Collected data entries
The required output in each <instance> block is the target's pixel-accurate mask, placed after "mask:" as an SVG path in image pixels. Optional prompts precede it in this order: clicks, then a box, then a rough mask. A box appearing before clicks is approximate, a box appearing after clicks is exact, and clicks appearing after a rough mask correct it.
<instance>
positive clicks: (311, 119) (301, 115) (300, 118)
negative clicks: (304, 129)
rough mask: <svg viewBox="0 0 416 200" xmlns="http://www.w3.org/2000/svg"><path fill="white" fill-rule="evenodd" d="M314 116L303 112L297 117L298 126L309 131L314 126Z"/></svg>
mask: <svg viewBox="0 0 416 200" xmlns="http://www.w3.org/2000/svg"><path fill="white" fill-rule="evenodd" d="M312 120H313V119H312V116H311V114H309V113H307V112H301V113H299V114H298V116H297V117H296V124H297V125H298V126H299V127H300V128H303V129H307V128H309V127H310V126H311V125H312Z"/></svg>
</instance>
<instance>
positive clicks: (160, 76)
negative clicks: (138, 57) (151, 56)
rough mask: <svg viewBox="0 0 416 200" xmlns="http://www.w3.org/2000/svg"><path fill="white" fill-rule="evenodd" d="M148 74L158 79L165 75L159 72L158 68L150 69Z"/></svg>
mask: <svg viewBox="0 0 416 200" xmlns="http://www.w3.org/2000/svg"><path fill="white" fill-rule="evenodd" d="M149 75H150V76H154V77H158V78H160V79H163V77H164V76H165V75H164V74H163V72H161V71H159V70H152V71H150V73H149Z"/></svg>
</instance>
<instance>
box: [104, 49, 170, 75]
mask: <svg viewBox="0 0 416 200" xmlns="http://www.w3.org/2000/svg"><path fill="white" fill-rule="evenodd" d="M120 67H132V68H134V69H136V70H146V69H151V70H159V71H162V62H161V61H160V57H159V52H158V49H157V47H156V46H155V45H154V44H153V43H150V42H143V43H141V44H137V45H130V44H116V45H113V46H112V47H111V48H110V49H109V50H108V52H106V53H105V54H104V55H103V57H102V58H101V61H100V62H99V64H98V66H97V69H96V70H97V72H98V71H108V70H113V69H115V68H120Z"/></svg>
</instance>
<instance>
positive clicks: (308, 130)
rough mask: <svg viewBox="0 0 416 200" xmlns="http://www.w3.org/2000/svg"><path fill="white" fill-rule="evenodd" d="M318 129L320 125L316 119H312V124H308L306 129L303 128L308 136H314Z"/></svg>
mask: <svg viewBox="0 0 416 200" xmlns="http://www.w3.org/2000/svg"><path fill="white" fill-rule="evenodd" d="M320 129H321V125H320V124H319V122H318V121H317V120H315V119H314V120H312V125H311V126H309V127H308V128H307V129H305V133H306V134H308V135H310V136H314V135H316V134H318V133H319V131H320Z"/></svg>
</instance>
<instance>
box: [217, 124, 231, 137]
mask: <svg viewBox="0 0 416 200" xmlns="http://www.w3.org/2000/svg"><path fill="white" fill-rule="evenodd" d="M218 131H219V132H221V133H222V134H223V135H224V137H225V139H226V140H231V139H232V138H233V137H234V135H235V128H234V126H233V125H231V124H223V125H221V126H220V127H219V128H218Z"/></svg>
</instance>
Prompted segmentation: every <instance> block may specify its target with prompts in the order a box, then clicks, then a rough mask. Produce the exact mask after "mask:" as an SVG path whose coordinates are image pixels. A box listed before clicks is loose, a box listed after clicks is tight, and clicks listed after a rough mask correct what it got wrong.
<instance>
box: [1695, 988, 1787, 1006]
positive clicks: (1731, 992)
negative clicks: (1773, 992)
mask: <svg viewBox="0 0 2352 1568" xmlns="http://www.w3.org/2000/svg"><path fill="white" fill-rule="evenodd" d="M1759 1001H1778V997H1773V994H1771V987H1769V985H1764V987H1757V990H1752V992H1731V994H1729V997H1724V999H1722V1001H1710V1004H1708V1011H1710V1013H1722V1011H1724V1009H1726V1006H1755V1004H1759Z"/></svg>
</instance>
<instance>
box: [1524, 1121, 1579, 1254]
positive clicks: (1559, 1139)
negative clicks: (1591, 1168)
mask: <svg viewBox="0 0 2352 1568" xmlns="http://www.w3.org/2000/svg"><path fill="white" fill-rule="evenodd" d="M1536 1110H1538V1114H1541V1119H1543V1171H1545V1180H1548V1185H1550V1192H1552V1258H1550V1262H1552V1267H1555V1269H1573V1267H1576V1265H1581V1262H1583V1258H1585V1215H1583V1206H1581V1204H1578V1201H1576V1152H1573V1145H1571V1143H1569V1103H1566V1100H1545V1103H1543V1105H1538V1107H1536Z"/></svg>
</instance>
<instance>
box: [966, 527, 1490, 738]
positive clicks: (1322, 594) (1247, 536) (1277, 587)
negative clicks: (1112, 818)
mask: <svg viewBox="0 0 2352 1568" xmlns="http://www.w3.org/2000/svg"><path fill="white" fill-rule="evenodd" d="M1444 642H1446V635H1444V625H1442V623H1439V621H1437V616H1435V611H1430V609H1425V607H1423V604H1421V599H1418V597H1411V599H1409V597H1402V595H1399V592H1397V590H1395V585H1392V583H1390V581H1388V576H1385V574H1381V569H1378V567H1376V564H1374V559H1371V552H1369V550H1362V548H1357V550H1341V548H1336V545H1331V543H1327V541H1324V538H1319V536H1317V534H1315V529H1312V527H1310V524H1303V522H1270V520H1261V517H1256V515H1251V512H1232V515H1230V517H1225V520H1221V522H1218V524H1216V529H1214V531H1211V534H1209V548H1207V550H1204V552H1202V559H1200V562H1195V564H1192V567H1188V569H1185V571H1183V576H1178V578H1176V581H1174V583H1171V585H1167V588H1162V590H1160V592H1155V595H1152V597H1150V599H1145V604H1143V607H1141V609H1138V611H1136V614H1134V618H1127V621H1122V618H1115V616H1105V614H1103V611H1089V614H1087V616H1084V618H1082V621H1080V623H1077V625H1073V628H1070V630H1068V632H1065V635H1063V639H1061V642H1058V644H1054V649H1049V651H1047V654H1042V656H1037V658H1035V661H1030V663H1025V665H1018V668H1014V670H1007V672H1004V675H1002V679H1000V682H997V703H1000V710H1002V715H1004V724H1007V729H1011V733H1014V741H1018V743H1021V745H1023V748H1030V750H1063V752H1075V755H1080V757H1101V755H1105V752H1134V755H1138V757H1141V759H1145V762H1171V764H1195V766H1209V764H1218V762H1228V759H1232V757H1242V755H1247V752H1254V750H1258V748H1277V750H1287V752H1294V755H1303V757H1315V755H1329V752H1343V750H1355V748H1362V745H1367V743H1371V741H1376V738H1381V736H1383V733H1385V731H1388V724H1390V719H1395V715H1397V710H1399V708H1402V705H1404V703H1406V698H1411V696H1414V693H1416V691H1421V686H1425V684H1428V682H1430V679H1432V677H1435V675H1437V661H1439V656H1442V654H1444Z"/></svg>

**Exercise prompt:**
When a line of the entries contains the word "positive", it counts toward the total; reply with that total alone.

**Result of the task:**
6